> **YOUR OBJECTIVE**: Extend the forum discussion below about letting students in one course see who is enrolled in another, starting right after its last sentence.

> **DOCUMENT EXCERPT**:

-- BEGIN --

Our FIPPA is more concerned about storage of data more so than access.
Thanks Keroleen for mentioning FIPPA. You reminded me of a similar awareness-raising experience I had at tpriester's excellent session at InstructureCon this year where I learned the regulations for Australian primary schools are not quite the same as they are for American colleges. Learning "how the coffee tastes in other empires" is one of the best parts of being in an international community. After reading your suggestion I would recommend making this an option at the sysadmin level, where each client could set a default "limit this user to only see...." setting that best serves their institution's local laws.
"I can think of many reasons why a student in Class A would not want to be identified by students in Class B, but reasons do not matter, .."
Kelly, out of curiosity, might you be able to give some reasons?
In a physical classroom, a student in class A can be identified by any other student in Class A, and this doesn't seem to be a problem. Also, a student in Class B can walk by the Class A classroom and see who is in it. In fact, anyone can walk by a classroom and see who is in it. (Will schools need to cover all classroom windows?)

-- END --

> **INFORMATION SHOWN**:

-- BEGIN --

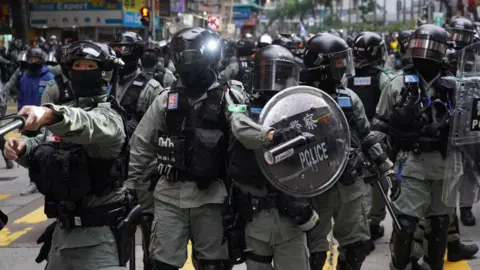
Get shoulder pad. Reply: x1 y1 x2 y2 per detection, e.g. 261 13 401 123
148 79 162 88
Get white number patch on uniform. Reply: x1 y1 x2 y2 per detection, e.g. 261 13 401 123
353 77 372 85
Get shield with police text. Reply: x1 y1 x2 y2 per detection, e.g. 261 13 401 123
256 86 351 197
443 43 480 207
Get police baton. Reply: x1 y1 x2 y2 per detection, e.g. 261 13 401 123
0 116 26 137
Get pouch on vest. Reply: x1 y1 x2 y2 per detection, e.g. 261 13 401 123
29 143 91 202
190 128 225 189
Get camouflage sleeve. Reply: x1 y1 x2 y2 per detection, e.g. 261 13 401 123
3 68 20 97
349 90 393 171
226 83 271 149
162 68 177 88
41 80 60 104
125 91 168 190
137 79 165 116
16 132 45 168
42 103 126 158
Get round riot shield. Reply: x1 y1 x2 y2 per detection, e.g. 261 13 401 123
256 86 350 197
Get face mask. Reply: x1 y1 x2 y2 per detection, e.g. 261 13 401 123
27 63 42 72
70 69 102 97
142 55 158 68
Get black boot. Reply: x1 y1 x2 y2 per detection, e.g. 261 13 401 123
310 251 327 270
460 206 477 227
447 240 478 262
370 225 385 241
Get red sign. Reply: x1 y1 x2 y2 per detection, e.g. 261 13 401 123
208 15 220 30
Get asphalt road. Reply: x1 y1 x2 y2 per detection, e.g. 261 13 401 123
0 117 480 270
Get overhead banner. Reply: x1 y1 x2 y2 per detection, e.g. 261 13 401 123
29 0 123 28
123 0 160 29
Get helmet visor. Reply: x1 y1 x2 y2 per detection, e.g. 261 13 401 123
328 48 355 81
450 28 475 44
409 38 447 63
252 60 300 91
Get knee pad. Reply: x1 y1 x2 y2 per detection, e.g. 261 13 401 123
153 261 179 270
338 241 367 269
198 260 224 270
310 251 327 270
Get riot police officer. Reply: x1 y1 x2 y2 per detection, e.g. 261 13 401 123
227 45 318 269
42 45 75 105
347 32 388 245
129 28 240 270
374 24 455 269
110 32 164 136
141 41 177 88
385 30 414 71
302 33 399 269
5 42 134 270
220 38 255 85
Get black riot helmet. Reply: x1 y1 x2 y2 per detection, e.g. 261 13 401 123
448 17 476 50
397 30 415 55
27 48 47 71
235 38 255 57
408 24 449 63
252 45 300 97
170 27 222 89
257 34 273 49
302 33 355 88
353 32 387 68
110 32 145 77
141 41 162 69
62 41 123 98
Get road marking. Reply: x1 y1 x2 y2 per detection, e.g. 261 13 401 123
0 227 32 247
13 206 48 224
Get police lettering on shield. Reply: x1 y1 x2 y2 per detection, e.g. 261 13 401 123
298 142 328 171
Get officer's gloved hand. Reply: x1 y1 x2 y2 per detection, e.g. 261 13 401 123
273 127 302 144
35 221 57 263
385 170 402 201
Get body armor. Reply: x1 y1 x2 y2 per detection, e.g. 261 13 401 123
54 75 75 104
28 100 130 207
348 67 382 120
158 82 229 189
389 69 455 154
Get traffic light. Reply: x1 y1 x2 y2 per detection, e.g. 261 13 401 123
140 7 150 27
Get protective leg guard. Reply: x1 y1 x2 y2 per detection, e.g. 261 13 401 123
423 215 449 270
310 251 327 270
337 241 367 270
390 215 418 269
153 261 178 270
198 260 223 270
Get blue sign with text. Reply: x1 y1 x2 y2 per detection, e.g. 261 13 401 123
233 7 251 20
123 11 160 29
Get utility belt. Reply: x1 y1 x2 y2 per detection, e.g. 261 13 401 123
45 196 142 266
338 148 371 186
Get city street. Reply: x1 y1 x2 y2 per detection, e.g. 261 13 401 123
0 108 480 270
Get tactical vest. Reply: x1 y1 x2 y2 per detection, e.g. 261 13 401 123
120 72 152 121
348 67 382 120
28 97 130 204
389 69 456 153
54 74 75 105
158 83 229 190
228 102 268 188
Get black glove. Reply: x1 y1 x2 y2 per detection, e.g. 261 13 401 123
35 221 57 263
273 127 302 144
385 170 402 202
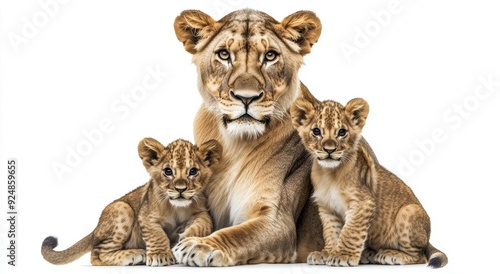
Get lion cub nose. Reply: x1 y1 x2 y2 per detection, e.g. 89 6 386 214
174 179 187 193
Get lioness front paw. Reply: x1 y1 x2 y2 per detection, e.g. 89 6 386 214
146 250 175 266
326 252 360 266
307 250 329 265
173 237 234 266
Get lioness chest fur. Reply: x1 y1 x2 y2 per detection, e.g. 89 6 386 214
42 138 222 266
291 98 447 267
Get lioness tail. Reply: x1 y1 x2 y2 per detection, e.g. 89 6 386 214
425 243 448 268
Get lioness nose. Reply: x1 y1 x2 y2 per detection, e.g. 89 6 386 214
175 187 187 193
231 91 264 106
323 147 337 154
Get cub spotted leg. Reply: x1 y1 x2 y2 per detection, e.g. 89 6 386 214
307 205 344 265
138 205 175 266
373 204 430 265
326 198 375 266
90 201 146 265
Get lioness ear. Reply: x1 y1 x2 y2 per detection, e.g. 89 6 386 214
290 98 314 128
345 98 370 130
174 10 216 54
198 140 222 166
281 11 321 55
137 138 165 169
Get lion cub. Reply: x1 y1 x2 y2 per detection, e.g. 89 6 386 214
291 98 448 267
42 138 222 266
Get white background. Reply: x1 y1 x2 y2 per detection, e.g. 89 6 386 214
0 0 500 273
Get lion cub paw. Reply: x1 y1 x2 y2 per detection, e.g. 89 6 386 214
307 250 329 265
326 253 360 266
116 249 146 265
146 250 175 266
173 237 234 266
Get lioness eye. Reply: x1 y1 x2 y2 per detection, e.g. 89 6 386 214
265 50 278 62
189 167 198 176
217 49 230 61
337 128 347 137
313 127 321 136
163 167 174 176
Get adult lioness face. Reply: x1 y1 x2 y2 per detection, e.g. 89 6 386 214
174 9 321 138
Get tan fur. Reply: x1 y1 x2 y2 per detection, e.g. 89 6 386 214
174 9 322 266
42 138 222 266
291 98 448 267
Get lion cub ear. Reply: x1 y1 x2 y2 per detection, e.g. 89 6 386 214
278 11 321 55
345 98 370 130
137 138 165 170
198 140 222 167
290 98 314 128
174 10 217 54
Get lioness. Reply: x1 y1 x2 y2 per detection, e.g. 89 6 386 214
173 9 332 266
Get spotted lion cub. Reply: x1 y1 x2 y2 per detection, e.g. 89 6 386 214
42 138 222 266
291 98 448 267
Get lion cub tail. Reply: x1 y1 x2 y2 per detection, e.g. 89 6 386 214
42 233 93 264
425 243 448 268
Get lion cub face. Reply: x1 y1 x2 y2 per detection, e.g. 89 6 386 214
138 138 222 207
290 98 369 168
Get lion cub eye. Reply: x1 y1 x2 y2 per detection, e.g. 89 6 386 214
337 128 347 137
217 49 231 61
264 50 278 62
312 127 321 136
189 167 198 176
163 167 174 176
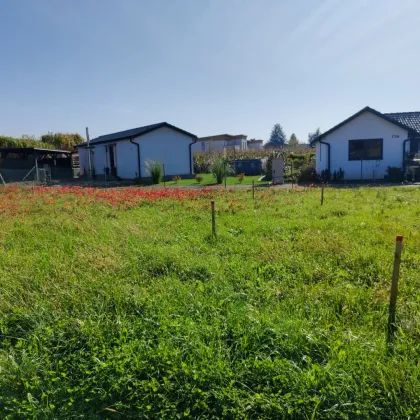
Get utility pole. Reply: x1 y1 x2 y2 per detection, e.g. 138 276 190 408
86 127 92 179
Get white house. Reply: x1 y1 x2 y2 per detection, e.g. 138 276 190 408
192 134 247 153
77 122 197 179
311 107 420 180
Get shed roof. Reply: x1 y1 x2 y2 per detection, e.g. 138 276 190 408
77 122 197 147
0 147 72 154
384 111 420 134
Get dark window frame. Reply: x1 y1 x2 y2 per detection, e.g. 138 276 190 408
349 138 384 161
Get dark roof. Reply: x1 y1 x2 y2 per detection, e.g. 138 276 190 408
311 106 417 145
384 111 420 134
0 147 72 154
77 122 197 147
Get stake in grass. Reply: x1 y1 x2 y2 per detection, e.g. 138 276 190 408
388 236 403 342
211 200 216 237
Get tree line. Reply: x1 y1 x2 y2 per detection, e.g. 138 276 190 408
0 132 85 152
264 124 321 148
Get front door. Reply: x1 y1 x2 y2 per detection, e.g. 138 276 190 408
106 144 117 176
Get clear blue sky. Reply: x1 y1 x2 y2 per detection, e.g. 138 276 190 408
0 0 420 141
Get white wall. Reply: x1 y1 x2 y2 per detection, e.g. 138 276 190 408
78 127 194 179
138 127 194 176
77 147 89 175
316 111 410 180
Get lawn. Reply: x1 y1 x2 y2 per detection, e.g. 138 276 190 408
0 187 420 419
160 174 268 187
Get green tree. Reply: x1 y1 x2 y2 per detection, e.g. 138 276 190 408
287 133 299 147
308 127 322 144
266 124 287 148
41 132 84 151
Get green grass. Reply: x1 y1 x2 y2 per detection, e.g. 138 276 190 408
159 174 268 187
0 187 420 419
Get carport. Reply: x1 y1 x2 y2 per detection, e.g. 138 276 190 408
0 147 73 182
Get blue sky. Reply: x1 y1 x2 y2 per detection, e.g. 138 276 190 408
0 0 420 141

-- END --

> **THE OUTPUT**:
Yes, reasons do not matter, but if there is not solid logic behind the reason, maybe the rule should be challenged.
(I am probably the only one who does not understand this, so I look forward to some explanations. I anticipate being sorry that I asked.)
I am in agreement with this comment. There is simply little logic behind these interpretations. FERPA does trump convenience, but let's apply FERPA logically. Any student in a course on campus could be identified as being in that course by someone simply seeing them in a classroom. Our student email systems within the whole college allows any student to message any other student. There is nothing isolating about students being in separate courses.
The entire conversation hinges on whether a student might be in danger or find offense in being in a course with another student that would be dangerous to them. When a student enrolls in a course, they don't know who will be in that course when the course finally meets. If they fear associating with another student, then they might look at the course roster after they have registered. The student doesn't have control over the registration process, nor would we alter the entire process for a single student. The essential element is does the student have the ability to know who is in the class and can they freely decide to change their situation if they find a problem. This interpretation is about students having the knowledge and the ability to keep themselves safe.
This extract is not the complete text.